Return every line of the items below that contains the word "bark".

[Start Record set]

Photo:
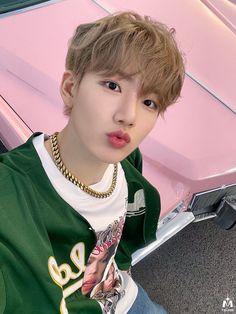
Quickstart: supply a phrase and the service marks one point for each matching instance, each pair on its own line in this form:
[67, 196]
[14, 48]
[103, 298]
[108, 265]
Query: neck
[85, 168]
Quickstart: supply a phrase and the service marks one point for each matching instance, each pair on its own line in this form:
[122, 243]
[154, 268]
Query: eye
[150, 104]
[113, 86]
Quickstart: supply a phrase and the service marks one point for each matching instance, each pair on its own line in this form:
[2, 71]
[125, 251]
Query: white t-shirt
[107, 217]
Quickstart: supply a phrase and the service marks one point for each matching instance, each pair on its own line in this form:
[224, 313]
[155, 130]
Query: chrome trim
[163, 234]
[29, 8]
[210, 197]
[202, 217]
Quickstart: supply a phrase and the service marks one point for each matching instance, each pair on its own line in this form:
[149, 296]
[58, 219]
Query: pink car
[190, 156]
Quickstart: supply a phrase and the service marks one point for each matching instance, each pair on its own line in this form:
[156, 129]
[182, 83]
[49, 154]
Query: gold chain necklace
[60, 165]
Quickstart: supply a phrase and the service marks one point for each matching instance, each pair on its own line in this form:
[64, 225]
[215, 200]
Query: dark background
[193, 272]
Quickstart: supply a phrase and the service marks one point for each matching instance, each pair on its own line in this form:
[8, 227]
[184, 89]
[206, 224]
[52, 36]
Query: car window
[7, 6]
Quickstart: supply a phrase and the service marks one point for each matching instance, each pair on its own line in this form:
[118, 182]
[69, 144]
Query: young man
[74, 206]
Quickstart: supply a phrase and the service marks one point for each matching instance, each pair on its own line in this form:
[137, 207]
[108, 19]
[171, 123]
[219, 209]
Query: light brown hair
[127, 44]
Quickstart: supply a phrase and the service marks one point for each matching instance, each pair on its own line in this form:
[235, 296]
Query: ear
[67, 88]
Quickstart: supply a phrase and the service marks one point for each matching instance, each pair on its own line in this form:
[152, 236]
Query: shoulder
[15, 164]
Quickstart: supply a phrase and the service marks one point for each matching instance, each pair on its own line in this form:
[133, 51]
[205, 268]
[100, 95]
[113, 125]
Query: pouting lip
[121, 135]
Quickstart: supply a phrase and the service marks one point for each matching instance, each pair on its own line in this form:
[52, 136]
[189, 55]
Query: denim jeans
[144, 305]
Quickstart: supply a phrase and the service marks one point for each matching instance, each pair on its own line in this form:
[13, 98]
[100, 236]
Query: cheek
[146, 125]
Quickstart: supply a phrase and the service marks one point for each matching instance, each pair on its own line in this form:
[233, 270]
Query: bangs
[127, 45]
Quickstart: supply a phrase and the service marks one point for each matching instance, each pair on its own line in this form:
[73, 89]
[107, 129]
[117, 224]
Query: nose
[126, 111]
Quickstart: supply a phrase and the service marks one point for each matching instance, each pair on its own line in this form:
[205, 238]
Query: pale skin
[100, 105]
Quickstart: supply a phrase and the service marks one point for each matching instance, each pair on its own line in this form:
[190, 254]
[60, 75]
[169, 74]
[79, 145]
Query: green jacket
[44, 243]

[End Record set]
[Start Record set]

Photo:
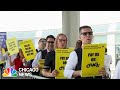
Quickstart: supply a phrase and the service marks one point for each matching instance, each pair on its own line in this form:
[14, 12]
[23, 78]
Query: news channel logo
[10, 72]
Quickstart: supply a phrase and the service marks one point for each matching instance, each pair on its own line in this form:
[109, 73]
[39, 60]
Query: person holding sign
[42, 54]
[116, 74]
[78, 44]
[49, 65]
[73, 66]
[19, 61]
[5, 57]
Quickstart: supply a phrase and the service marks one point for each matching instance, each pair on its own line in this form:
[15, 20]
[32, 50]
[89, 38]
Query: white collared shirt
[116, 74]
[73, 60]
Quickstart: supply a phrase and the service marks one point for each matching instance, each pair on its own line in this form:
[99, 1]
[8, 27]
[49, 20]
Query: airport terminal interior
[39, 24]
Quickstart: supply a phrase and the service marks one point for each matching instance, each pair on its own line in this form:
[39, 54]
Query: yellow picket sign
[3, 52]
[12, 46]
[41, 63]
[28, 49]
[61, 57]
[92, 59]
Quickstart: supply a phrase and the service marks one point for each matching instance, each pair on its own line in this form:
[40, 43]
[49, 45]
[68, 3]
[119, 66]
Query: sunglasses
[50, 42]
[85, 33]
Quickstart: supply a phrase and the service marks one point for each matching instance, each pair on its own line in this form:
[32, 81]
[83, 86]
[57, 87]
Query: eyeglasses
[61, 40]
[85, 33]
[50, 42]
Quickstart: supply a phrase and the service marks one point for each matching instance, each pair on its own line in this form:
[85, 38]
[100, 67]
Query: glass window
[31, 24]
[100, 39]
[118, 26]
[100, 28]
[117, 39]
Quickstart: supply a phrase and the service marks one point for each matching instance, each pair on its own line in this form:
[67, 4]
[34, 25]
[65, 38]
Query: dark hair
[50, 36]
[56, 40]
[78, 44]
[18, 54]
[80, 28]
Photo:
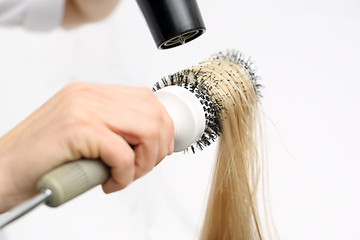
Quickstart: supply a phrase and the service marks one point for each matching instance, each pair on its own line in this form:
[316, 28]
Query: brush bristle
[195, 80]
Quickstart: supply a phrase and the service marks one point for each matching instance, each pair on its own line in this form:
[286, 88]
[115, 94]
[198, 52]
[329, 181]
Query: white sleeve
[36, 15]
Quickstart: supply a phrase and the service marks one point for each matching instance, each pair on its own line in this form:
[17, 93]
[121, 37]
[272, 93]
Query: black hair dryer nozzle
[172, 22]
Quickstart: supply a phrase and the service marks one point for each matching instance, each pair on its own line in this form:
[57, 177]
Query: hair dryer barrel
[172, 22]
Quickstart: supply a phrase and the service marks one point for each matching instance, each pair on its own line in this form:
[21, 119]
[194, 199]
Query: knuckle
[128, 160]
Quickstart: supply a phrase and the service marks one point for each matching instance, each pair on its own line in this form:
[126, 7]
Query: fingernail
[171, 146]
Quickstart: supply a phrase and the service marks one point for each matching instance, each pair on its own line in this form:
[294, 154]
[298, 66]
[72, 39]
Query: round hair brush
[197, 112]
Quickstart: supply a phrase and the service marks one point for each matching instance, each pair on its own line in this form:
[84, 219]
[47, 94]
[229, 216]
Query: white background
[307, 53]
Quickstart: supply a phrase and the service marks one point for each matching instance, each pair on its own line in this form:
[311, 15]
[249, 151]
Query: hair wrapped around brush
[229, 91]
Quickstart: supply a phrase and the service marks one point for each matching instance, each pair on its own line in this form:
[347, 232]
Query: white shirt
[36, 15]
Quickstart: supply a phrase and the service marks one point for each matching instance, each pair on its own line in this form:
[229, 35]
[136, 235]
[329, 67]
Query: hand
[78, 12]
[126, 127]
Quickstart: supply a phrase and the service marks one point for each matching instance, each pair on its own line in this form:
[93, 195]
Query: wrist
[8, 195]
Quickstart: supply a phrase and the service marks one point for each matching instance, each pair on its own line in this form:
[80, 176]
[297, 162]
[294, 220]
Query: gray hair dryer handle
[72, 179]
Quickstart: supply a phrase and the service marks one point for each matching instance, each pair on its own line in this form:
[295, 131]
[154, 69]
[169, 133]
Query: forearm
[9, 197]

[End Record set]
[Start Record set]

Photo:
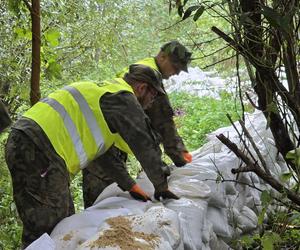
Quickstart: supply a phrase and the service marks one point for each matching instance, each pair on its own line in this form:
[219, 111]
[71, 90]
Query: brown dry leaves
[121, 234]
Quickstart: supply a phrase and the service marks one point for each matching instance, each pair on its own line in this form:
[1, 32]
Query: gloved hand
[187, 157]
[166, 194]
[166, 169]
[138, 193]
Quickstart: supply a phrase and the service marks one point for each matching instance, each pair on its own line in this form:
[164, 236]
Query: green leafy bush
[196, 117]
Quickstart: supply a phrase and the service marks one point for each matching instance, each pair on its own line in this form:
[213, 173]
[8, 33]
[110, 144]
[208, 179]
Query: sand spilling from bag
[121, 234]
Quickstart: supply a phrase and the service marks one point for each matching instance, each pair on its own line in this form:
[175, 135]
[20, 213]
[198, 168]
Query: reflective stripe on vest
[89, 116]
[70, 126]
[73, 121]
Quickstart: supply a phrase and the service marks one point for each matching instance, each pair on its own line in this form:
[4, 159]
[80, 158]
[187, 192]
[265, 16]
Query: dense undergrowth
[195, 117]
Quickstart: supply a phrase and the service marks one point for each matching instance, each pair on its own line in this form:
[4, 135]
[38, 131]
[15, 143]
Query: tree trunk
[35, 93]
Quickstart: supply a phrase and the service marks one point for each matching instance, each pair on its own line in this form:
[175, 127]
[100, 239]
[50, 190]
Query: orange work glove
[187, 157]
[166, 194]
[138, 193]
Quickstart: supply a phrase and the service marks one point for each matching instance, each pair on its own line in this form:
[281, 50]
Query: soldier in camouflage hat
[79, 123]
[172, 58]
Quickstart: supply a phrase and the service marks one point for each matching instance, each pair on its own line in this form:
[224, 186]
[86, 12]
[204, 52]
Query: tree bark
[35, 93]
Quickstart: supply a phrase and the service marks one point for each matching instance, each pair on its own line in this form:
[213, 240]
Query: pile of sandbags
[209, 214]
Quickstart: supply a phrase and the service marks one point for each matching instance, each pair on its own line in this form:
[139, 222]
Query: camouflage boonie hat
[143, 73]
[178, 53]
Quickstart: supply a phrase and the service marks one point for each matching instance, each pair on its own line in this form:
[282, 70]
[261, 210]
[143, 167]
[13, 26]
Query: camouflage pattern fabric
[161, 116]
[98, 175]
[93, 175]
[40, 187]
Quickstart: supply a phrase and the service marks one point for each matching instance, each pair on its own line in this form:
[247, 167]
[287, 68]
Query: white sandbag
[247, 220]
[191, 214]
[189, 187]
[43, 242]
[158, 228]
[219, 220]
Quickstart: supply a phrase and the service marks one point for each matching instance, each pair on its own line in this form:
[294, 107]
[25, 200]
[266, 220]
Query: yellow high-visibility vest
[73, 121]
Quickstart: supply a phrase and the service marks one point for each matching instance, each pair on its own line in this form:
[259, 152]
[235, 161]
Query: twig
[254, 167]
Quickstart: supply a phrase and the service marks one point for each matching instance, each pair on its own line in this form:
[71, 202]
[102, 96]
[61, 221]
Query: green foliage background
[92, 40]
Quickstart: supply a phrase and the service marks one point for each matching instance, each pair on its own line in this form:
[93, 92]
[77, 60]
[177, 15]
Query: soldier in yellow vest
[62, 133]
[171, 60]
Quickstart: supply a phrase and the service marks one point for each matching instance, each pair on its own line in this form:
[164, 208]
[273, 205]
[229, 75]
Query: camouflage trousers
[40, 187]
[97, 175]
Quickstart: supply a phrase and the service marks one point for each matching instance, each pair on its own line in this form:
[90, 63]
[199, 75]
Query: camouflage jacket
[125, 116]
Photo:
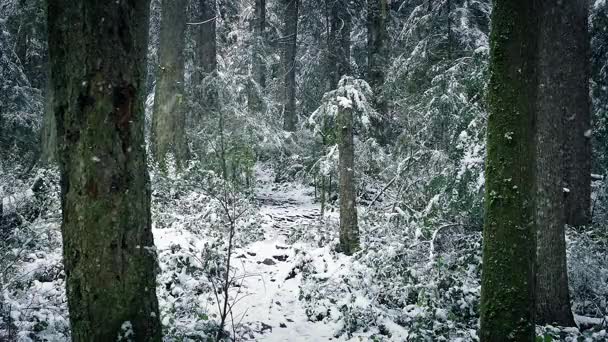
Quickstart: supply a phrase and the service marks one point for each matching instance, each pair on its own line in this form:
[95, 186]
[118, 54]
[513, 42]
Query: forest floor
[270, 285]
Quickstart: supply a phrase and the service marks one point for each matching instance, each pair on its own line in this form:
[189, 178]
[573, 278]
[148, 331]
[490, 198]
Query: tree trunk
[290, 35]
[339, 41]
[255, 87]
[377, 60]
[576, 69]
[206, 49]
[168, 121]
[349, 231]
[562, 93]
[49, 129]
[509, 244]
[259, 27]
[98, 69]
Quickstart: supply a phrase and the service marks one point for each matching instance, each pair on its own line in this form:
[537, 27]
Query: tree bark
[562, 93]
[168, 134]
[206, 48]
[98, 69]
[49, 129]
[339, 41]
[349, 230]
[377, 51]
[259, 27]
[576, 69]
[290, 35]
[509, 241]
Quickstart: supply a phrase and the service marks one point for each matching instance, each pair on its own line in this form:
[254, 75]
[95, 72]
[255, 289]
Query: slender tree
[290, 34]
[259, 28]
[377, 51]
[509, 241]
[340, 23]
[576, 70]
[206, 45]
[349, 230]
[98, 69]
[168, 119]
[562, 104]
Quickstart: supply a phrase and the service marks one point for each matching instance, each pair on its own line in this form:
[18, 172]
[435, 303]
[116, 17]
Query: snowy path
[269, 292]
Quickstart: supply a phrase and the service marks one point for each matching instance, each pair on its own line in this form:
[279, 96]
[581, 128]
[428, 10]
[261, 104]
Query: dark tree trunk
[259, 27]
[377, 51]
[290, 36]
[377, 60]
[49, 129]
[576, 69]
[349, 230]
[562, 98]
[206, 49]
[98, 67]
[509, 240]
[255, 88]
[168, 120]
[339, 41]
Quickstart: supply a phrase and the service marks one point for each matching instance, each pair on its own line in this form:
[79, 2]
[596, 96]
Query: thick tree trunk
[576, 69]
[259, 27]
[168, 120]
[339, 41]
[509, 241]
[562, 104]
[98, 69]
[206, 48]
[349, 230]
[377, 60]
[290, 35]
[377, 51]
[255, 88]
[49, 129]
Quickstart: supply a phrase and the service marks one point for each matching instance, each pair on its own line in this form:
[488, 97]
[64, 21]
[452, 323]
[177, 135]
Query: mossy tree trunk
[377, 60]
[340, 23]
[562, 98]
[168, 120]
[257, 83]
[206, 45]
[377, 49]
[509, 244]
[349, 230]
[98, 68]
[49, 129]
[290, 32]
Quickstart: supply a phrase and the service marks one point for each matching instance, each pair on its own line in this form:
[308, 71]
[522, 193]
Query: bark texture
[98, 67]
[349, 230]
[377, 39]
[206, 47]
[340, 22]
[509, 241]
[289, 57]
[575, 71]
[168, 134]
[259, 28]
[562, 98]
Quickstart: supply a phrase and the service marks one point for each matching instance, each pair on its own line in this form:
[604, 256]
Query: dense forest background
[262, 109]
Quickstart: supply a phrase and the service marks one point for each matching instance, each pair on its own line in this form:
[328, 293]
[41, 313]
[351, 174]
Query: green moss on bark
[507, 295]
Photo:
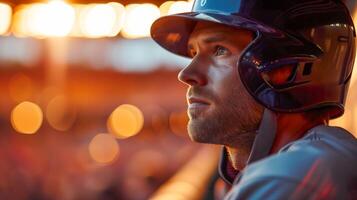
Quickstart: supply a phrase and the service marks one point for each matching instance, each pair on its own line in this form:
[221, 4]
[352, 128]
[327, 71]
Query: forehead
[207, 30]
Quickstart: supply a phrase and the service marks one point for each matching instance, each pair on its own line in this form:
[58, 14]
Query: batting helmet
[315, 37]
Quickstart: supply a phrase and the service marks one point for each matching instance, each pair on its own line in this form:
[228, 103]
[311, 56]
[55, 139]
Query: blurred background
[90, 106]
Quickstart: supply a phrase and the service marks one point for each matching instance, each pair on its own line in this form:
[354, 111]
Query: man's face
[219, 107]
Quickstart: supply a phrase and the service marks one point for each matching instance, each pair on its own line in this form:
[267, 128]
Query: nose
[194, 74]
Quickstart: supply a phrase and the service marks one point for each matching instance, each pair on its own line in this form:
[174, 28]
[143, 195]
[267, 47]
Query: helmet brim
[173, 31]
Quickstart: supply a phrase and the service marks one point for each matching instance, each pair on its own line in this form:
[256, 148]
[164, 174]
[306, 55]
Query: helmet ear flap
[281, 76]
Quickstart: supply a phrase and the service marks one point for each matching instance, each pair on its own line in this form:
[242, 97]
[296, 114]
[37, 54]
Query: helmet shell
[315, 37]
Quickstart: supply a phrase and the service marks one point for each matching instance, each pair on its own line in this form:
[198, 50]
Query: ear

[End Record set]

Finished task -
Query: tree bark
Query: tree bark
Query: bark texture
Query: green moss on bark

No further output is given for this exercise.